> _EXERCISE PROMPT_:
Transcribe all of the records word for word, please, omitting the pictures.

============================================================

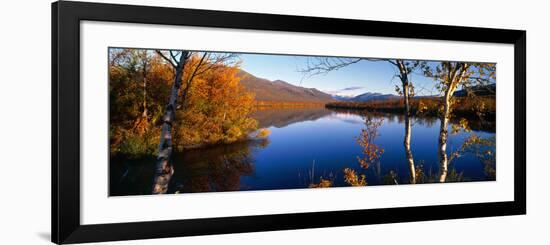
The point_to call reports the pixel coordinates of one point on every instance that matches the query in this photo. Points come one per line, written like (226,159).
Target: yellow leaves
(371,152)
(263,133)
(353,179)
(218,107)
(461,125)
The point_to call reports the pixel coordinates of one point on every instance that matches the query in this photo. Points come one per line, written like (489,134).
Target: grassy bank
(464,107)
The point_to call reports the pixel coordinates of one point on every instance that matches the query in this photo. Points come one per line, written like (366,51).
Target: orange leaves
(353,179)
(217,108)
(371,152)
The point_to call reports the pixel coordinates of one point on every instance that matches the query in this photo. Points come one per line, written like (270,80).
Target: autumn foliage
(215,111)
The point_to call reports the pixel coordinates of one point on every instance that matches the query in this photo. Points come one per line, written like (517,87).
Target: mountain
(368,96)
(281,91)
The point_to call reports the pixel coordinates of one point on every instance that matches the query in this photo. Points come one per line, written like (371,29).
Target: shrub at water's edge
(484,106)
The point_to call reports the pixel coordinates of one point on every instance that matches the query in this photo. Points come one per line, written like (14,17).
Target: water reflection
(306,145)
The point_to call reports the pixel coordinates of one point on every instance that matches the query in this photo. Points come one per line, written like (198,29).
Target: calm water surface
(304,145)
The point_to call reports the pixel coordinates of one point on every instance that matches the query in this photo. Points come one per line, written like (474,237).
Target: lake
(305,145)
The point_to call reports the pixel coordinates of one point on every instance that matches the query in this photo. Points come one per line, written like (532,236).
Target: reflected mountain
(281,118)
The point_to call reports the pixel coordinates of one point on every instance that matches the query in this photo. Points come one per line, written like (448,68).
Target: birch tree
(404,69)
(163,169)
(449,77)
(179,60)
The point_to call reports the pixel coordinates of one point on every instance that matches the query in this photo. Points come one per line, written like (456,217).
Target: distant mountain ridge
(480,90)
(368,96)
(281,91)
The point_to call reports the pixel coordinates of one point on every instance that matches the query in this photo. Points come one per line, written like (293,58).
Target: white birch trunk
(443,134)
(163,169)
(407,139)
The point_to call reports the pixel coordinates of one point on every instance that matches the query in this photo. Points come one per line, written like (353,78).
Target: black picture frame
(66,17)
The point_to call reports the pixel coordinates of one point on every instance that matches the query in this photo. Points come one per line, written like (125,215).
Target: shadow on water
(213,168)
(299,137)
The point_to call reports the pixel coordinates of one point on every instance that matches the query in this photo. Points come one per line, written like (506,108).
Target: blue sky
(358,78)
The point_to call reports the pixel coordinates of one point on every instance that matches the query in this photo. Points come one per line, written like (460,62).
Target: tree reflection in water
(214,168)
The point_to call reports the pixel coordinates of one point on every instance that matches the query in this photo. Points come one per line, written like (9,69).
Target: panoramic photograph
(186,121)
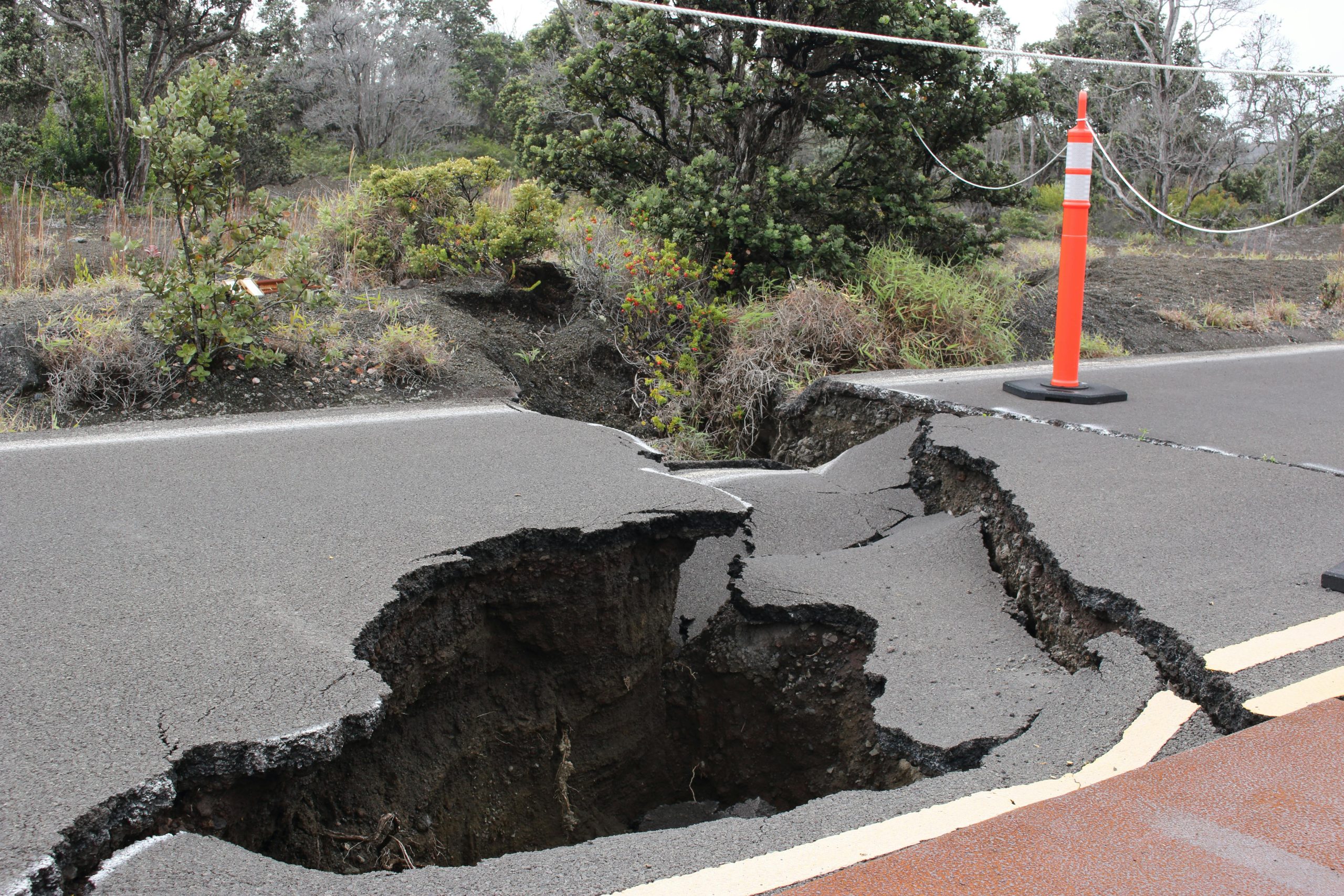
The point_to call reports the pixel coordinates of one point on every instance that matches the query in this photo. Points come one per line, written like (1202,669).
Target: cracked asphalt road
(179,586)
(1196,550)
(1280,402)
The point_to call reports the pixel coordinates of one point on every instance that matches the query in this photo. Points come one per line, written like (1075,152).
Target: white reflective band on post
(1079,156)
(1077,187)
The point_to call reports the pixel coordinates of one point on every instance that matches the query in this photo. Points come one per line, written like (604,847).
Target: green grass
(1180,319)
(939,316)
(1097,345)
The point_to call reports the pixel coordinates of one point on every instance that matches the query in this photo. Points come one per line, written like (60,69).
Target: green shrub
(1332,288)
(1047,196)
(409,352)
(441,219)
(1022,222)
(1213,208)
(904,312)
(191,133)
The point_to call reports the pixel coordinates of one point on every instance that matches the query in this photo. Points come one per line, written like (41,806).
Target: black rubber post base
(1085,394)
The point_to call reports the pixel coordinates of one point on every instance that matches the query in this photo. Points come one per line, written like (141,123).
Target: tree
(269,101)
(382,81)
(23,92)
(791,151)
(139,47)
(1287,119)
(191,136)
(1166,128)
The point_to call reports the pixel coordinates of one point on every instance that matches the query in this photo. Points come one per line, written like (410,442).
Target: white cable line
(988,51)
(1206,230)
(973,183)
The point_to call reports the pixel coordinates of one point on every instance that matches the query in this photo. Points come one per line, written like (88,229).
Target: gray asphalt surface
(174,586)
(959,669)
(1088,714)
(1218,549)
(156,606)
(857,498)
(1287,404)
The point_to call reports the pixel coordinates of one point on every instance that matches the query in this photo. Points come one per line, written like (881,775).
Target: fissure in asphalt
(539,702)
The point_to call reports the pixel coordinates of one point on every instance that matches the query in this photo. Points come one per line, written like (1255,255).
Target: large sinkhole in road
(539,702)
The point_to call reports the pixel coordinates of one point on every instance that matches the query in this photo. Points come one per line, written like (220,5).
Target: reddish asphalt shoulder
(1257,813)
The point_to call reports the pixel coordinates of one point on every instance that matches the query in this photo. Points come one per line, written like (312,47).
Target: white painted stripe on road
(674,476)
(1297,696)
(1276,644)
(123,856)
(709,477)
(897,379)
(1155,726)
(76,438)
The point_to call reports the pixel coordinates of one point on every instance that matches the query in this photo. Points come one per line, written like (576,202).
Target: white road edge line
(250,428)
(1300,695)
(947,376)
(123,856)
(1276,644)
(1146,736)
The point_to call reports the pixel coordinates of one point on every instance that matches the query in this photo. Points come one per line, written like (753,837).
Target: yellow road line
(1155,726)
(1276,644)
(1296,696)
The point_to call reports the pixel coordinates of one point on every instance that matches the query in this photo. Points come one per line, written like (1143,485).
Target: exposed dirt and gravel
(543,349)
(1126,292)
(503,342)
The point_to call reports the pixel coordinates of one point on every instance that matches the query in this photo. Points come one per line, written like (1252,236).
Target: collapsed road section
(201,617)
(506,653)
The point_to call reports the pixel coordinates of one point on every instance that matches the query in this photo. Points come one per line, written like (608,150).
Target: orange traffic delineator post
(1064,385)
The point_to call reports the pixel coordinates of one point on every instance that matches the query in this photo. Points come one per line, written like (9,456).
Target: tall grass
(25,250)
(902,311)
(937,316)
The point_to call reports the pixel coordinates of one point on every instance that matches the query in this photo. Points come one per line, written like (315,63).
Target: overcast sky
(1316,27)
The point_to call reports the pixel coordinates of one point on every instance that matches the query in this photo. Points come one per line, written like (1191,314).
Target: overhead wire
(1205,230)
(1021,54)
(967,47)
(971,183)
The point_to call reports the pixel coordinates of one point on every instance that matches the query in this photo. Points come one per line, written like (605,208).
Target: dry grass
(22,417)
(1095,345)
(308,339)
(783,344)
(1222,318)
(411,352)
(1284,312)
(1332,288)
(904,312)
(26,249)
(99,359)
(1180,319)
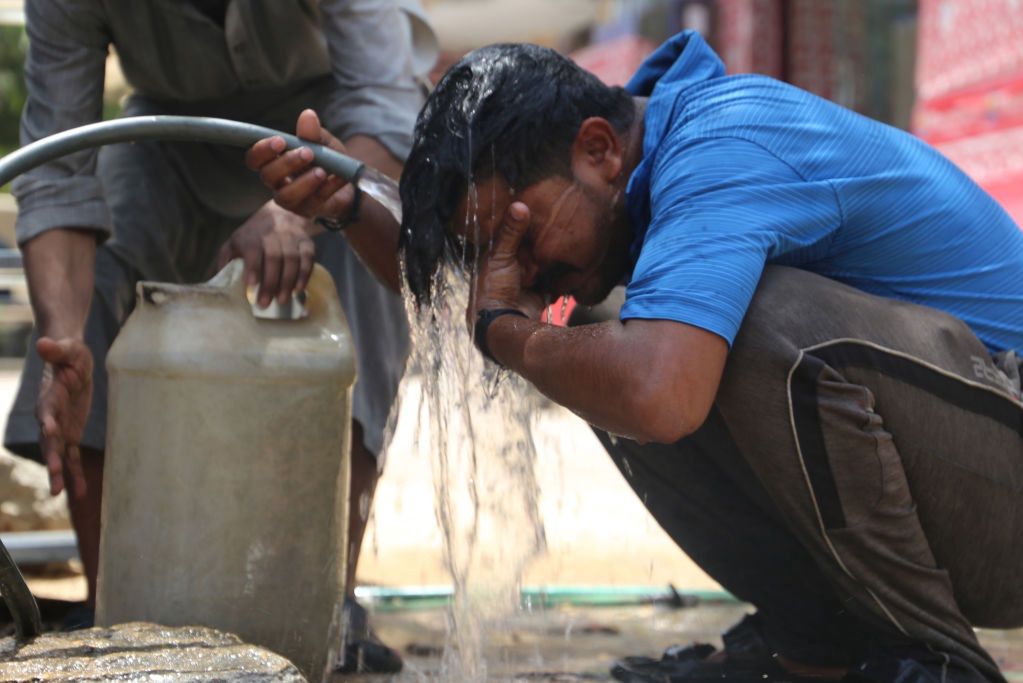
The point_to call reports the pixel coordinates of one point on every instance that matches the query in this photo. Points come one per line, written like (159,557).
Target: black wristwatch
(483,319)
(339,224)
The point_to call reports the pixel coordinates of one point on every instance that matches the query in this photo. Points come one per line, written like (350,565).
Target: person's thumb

============================================================

> _ANSWER FOR THIS EXERCISE_:
The point_to call reports the pixel coordinates of one point on every instance that matches the query in this photo. Points come one per line, written like (226,159).
Target: yellow leaves
(371,152)
(263,133)
(353,179)
(218,107)
(461,125)
The point_to call reports the pixel coordinates of one point on every instance that matches the query in this photo. Points come one per line, written like (489,134).
Target: grassy bank
(464,107)
The point_to call reports the pixel coordinates of one point on every instance that matches the query in this photo. Points come one per line, written like (366,51).
Target: orange leaves
(353,179)
(217,108)
(371,152)
The point_to call reports the pixel coordinates of one point on every instance that matches the query in this photo. Points come one per line, written like (270,80).
Target: autumn foliage
(215,111)
The point_to call reports the pixel coordinates of one point on every instance that matches the query in this photo. Points come one per line, written like (517,87).
Target: mountain
(368,96)
(281,91)
The point_to call reports the pixel coordinates of one point on every instance that matches the query in this photo. Points come one per line, written like (371,29).
Target: shrub at water's edge
(484,106)
The point_to call reports the pixel coordinates of one point on every instance that matches the query in this photo. Points come one per line, written like (14,17).
Target: water reflection
(306,145)
The point_to call reports the pixel coordinates of one point on every instance that matches the query in this photo. Points come one per line, written like (198,29).
Target: calm water surface
(304,145)
The point_to call reports the pixel coordinates of one point on every instance that matches the query in this photo. Points come one per line, written like (474,237).
Target: lake
(305,145)
The point_to call reports the pixel coordinates of one point on every instance that matches the query in this photo. Points come one per line, written like (532,236).
Target: reflected mountain
(281,118)
The point_to call reports the pixel coordinates of one point on every instance that matches the query in this photo. Points come one per line, written like (448,68).
Target: birch tree
(404,69)
(163,169)
(449,77)
(179,60)
The point_to call reports the pixel coordinates of one point on every instance that matches the query in this photo. Points come one per line, written like (456,217).
Target: distant mountain ridge
(480,90)
(368,96)
(281,91)
The point_to call reports the pixel coordinates of one point on every instance that matches the query in this photo. Points come one per line, written like (293,58).
Target: white birch trunk
(443,134)
(163,169)
(407,139)
The point_to call reports the pixel coordinates of one point on every instance that matches the query in this photo. Points come one per line, written like (353,78).
Target: black picture frame
(66,17)
The point_to call reports the pixel coordinates of one point on every instance that matches the query in this photo. Points come one per line, written like (125,215).
Target: shadow on water
(213,168)
(299,137)
The point_to call reports the pixel coordinates of one point on every instance that matches the query in this photo. Points come one per line, written like (506,108).
Target: blue sky
(358,78)
The point_to call reports the pixel coordinates of one point on every instance that matches the query in this photo. Points come one per line, written like (460,62).
Target: tree reflection in water
(214,168)
The point_to call reports the pixel coordinates of one point on every instance that matches the query in this photo. Points come one per line, written like (9,69).
Target: panoramic photograph
(186,121)
The point_to call reports the pixel coordinates of one point on every instance that matches the query in this photo. Points come one per line, written like (1202,669).
Target: cracked asphalt road
(179,586)
(1196,550)
(1280,402)
The point_to call reports the pixel coordinates of one point on every instance that matches the query in this photo. Points come one per line, written like (1075,152).
Target: white reflective band on post
(1079,156)
(1077,187)
The point_to call reports the pixel coordinates of one point on every instance that matches the query in this photo. Points come one per line, written like (604,847).
Target: green grass
(1180,319)
(939,316)
(1097,345)
The point_to call reports the pixel coordinates of one point on every instance that matches the query in this photo. Points come one per line, written like (60,69).
Target: green shrub
(1332,288)
(1047,196)
(409,352)
(441,219)
(1022,222)
(1213,208)
(904,312)
(191,133)
The point_to call reports the pixel coordinates of one point on every instance that matches the query in this photo. Points come one per line, written like (41,806).
Target: black rubber post base
(1085,394)
The point_to call reports the pixel coordinates of one point on every instance that matches the query in this photo. Points come one per line, written like (141,123).
Target: tree
(269,101)
(382,81)
(23,92)
(791,151)
(139,47)
(1287,119)
(191,136)
(1166,128)
The point_to call reports the pixel coordinates of one point on every instance that matches the query in this photo. Points come one per line, written like (410,442).
Target: white cable line
(988,51)
(1206,230)
(973,183)
The point_to call reports the pixel coordinates of one point on every instance that matches the query in this photo. Points come one per line, written like (88,229).
Target: gray asphalt surface
(174,586)
(959,669)
(1088,714)
(1218,549)
(156,606)
(857,498)
(1287,404)
The point_to call reports the pixel coordinates of one point on every instance that matches the query in this photo. Points come one per line, written like (881,775).
Target: fissure in asphalt
(539,702)
The point_to call reports the pixel coordinates of one point on every instance that matches the query in this photo. Points come one per line, written like (1255,255).
Target: large sinkhole in road
(539,702)
The point_to call reports the pixel coordinates of one point on every instance that matches the query in this photo. Points come one per line, written like (220,5).
Target: reddish asphalt shoulder
(1257,813)
The point_to call reports the pixel coordinates of one point on every instance that matches the query in this photo. Points come one per line, written like (312,47).
Target: white painted stripe on road
(674,476)
(1297,696)
(1276,644)
(123,856)
(709,477)
(897,379)
(1155,726)
(76,438)
The point_to call reports the pixel coordinates of one point on every instance that matches the query in this photo. Points come one per line, written like (576,202).
Target: white road edge line
(250,428)
(1300,695)
(947,376)
(123,856)
(1276,644)
(1146,736)
The point_to call reports the pixel coordinates of one point on every instance that matches the query in this photo. Points come one per line, written like (753,837).
Target: yellow road line
(1155,726)
(1276,644)
(1296,696)
The point_to call reports the pixel coordinates of one point on every instance that matches the query in this photo. Points come one per line, written like (1143,485).
Target: exposed dirt and gravel
(543,349)
(1126,292)
(503,342)
The point_to call reports the pixel coordinates of one point on every instance that matches the query in this photo. Points come one per line, written like (1252,236).
Target: collapsed road section
(201,617)
(506,653)
The point_to call reports the pixel coordinates of one point on every instance that matches the query in this photo. Points come one per line, written like (608,150).
Target: orange traffic delineator post
(1064,385)
The point_to call reports the pixel coordinates of one point on every instance that matches the query in this photo. Points come one per line, written like (9,456).
Target: tall grass
(25,250)
(902,311)
(937,316)
The point_to call reports the pixel coordinates of one point on every instance that matches the query in this photo. Points come one per line, written like (315,63).
Target: overcast sky
(1316,27)
The point_to call reports the pixel coordinates of one point on every instance that matches the query in this photo. Points come one per line, written like (1191,314).
Target: overhead wire
(1205,230)
(1021,54)
(967,47)
(971,183)
The point_to call reports the pixel coordinates of one point on every instance that matches the query in this photo. Points come one per line, written like (605,208).
Target: dry grass
(22,417)
(1095,345)
(308,339)
(783,344)
(1222,318)
(411,352)
(1284,312)
(1332,288)
(904,312)
(26,249)
(99,359)
(1180,319)
The point_to call reports the pixel coordinates of one point on every instance that matches the query in this photo. Points come one per line, written like (159,557).
Target: black wristwatch
(483,319)
(339,224)
The point_to call reports the pixel coordinates of one point on every instance that matches the query in this photo. Points come one per line, written like (350,565).
Target: person's thumb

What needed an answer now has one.